*** Opening of EXCERPTED TEXT ***

A Southwest Baltimore man who wrote notes, made threats and tried to arrange the poisoning of witnesses who were to testify at his murder trial pleaded guilty yesterday to murder and witness-intimidation charges and was sentenced to nine years in prison.
Baltimore Circuit Judge Charles G. Bernstein acknowledged that Ray "Lucky" Williams' 30-year sentence, with all but nine years suspended, is "very, very lenient." Williams' previous trial ended with a hung jury, and the case against him was rife with difficulties common in Baltimore murder cases.
There was no witness to the crime, and most of the witnesses with knowledge of the fatal stabbing and Williams' subsequent attempts to avoid prosecution were scared, uncooperative and recovering or former drug addicts, Assistant State's Attorney Rita Wisthoff-Ito said.
Wisthoff-Ito said she had to jail three of her five key witnesses - bringing one of them back from Chicago - to ensure that they would testify had there been a trial. One key witness was a man charged with theft whom Williams met in the medical ward of the Baltimore City Detention Center, according to the inmate's statement to investigators.
"It's not perfect, but there [was] a substantial chance he'd get nothing if it went to trial," Bernstein said in an interview. "You have to remember the state's low batting average in Baltimore. The quality of the jurors, witnesses, police investigation and prosecution all come together to be us: Baltimore in 2008."

*** Close of EXCERPTED TEXT ***
*** Opening of DATA FOR ANALYSIS ***

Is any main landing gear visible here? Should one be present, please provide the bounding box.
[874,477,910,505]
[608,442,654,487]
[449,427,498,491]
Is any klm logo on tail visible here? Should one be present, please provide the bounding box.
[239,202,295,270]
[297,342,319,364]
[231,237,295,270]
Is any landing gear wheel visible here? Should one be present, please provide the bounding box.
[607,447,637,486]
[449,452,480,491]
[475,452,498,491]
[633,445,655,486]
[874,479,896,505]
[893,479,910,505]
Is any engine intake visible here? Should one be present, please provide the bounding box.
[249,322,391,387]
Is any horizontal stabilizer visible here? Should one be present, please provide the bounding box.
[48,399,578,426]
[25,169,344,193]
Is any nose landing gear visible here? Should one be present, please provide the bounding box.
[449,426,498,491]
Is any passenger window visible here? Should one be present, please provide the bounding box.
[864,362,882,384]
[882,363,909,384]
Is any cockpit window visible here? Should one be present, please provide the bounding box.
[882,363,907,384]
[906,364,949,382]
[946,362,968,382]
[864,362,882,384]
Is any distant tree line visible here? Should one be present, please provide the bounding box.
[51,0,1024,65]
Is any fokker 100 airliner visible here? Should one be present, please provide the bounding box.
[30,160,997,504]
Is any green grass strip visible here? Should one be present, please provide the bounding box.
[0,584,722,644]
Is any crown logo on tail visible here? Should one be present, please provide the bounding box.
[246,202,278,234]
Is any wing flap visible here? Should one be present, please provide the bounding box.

*** Close of DATA FOR ANALYSIS ***
*** Opening of DATA FOR ANALYSIS ***

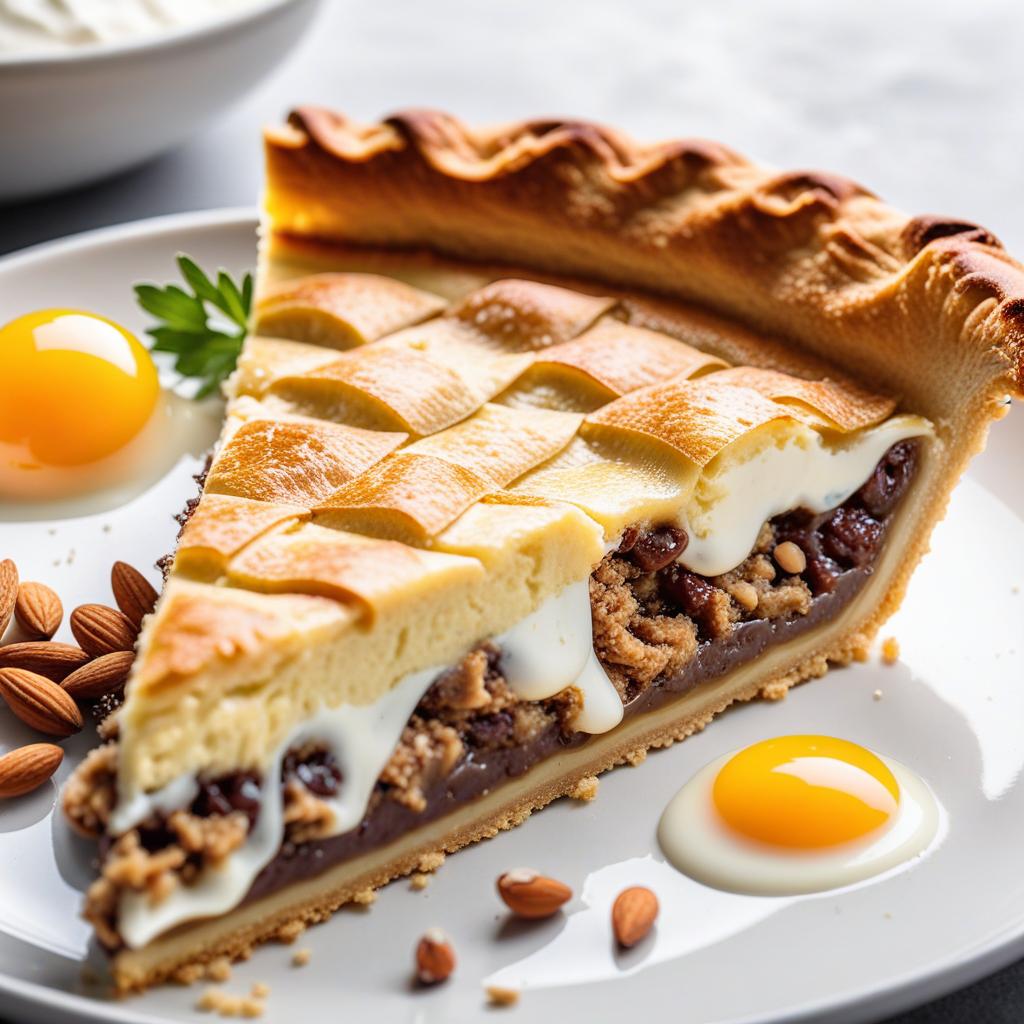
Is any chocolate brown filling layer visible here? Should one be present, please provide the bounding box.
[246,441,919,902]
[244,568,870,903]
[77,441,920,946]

*** Close of DATA FOR ANALYSIS ***

> _YOUR TASKS_:
1 - In the article on the Baltimore murder plea, print everything from "A Southwest Baltimore" down to "Baltimore murder cases." word for word.
2 - List every person named in the article on the Baltimore murder plea.

> _ANSWERS TO THIS EXERCISE_:
1 -
A Southwest Baltimore man who wrote notes, made threats and tried to arrange the poisoning of witnesses who were to testify at his murder trial pleaded guilty yesterday to murder and witness-intimidation charges and was sentenced to nine years in prison.
Baltimore Circuit Judge Charles G. Bernstein acknowledged that Ray "Lucky" Williams' 30-year sentence, with all but nine years suspended, is "very, very lenient." Williams' previous trial ended with a hung jury, and the case against him was rife with difficulties common in Baltimore murder cases.

2 -
Ray "Lucky" Williams
Charles G. Bernstein
Rita Wisthoff-Ito